Passage
■ ■ ■ ■

Vocabulary Building | I Have a Dream of Dr. Martin Luther King Jr.

Introduction

Learn the words abridge, charismatic, creed, galvanize, indefatigable and 5 more words in a new vocabulary building episode ‘I Have a Dream of Dr. Martin Luther King Jr.,’ from English Plus Podcast.


Audio Podcast


“I Have a Dream ” —Dr. Martin Luther King Jr.

The Constitution of the United States guarantees certain civil rights to all citizens of the United States. However, not long ago these rights were often abridged by local or state laws. These laws created segregated schools and limited voting rights by requiring so-called literacy tests or imposing poll taxes designed to keep African Americans from voting.

For decades, a number of civil rights groups fought these restrictions, but progress was painfully slow. It took the words and actions of Dr. Martin Luther King Jr. to renew and galvanize the movement.

This articulate and charismatic African American minister inspired an entire generation that had grown impatient for change. Dr. King had for many years been an indefatigable worker for civil rights. His frequent, nonviolent efforts on behalf of equality often landed him in jail.

■ ■ ■ ■

Your tasks
[1] Do these statements agree with the passage about Dr. Martin Luther King Jr.? (a) Local or state laws often abridged the rights guaranteed by the Constitution. (b) Civil rights groups made rapid progress against the restrictions. (c) Dr. King's efforts for equality often put him in jail. Answer yes or no for each, quoting the words of the passage that settle it.
[2] Copy the part of the passage that begins at the words containing "Vocabulary Building |" and stops after "Americans from voting.".
You won't need the items.

Point labeling items:

■ ■ ■ ■

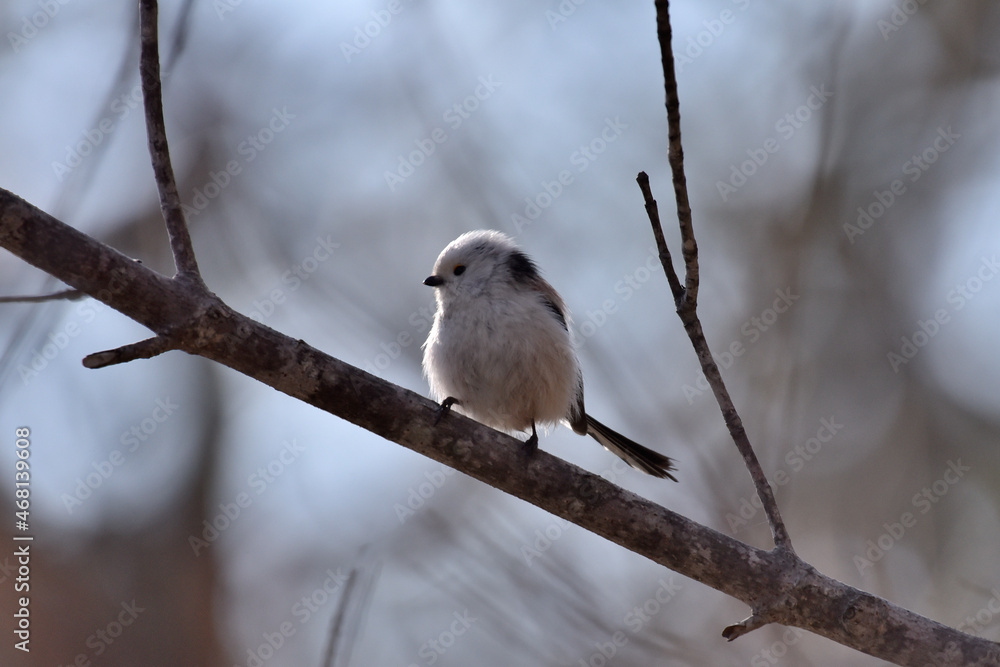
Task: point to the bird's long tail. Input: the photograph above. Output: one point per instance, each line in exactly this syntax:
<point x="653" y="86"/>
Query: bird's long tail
<point x="634" y="454"/>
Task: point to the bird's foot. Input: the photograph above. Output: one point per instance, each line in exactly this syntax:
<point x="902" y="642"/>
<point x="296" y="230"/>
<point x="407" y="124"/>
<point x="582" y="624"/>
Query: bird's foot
<point x="531" y="444"/>
<point x="446" y="408"/>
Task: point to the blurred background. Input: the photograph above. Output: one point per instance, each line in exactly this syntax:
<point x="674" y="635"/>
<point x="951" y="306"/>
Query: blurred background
<point x="842" y="160"/>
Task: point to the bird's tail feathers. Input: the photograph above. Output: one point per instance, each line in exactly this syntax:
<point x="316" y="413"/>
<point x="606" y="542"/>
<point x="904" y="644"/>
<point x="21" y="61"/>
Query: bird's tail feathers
<point x="634" y="454"/>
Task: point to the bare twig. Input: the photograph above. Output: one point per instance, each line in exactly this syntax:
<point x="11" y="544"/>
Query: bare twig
<point x="688" y="312"/>
<point x="686" y="300"/>
<point x="68" y="295"/>
<point x="152" y="94"/>
<point x="144" y="349"/>
<point x="675" y="152"/>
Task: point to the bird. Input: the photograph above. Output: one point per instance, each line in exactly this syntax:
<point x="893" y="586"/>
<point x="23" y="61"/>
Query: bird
<point x="499" y="349"/>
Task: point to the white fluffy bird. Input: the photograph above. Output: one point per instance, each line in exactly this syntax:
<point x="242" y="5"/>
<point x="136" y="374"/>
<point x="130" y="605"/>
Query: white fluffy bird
<point x="500" y="347"/>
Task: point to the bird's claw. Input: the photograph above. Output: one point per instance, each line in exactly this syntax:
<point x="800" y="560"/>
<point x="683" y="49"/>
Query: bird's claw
<point x="445" y="408"/>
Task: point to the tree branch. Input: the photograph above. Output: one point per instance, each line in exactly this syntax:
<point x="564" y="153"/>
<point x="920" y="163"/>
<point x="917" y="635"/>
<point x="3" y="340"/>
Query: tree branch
<point x="788" y="590"/>
<point x="68" y="295"/>
<point x="144" y="349"/>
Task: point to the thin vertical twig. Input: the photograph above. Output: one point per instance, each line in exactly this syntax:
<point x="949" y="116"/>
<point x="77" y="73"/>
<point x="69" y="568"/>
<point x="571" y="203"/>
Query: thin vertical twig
<point x="686" y="298"/>
<point x="152" y="94"/>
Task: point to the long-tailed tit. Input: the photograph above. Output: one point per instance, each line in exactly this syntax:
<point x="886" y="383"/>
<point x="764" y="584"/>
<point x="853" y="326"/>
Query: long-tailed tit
<point x="500" y="347"/>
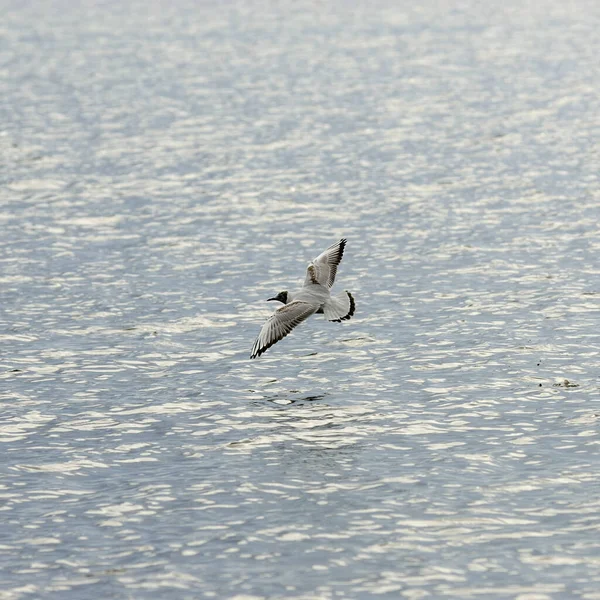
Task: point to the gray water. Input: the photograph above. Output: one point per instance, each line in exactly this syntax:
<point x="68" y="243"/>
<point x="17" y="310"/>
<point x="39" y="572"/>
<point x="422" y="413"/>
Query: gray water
<point x="166" y="167"/>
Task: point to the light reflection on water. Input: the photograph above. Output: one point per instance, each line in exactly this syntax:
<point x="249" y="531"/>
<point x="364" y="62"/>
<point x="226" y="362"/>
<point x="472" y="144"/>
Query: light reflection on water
<point x="162" y="182"/>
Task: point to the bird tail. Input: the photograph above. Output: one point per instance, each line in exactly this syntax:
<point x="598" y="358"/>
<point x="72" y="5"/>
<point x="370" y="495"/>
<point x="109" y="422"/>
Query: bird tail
<point x="339" y="308"/>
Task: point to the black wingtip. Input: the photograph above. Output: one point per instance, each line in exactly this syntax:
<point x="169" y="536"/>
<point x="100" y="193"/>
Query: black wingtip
<point x="350" y="313"/>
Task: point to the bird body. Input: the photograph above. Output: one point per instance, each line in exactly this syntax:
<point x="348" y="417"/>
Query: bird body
<point x="313" y="297"/>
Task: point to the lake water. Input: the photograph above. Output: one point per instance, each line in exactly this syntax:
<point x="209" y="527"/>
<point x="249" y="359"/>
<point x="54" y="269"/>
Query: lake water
<point x="166" y="167"/>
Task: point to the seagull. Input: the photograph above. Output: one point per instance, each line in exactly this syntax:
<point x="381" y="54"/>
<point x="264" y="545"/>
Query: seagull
<point x="313" y="297"/>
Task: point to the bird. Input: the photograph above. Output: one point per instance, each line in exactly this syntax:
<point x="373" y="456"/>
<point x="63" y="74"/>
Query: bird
<point x="313" y="297"/>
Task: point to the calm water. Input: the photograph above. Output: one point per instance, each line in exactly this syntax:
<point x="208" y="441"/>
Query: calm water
<point x="166" y="167"/>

■ ■ ■ ■

Answer set
[1]
(a) Yes: "these rights were often abridged by local or state laws"
(b) No: "but progress was painfully slow"
(c) Yes: "His frequent, nonviolent efforts on behalf of equality often landed him in jail."

[2]
Vocabulary Building | I Have a Dream of Dr. Martin Luther King Jr.

Introduction

Learn the words abridge, charismatic, creed, galvanize, indefatigable and 5 more words in a new vocabulary building episode ‘I Have a Dream of Dr. Martin Luther King Jr.,’ from English Plus Podcast.


Audio Podcast


“I Have a Dream ” —Dr. Martin Luther King Jr.

The Constitution of the United States guarantees certain civil rights to all citizens of the United States. However, not long ago these rights were often abridged by local or state laws. These laws created segregated schools and limited voting rights by requiring so-called literacy tests or imposing poll taxes designed to keep African Americans from voting.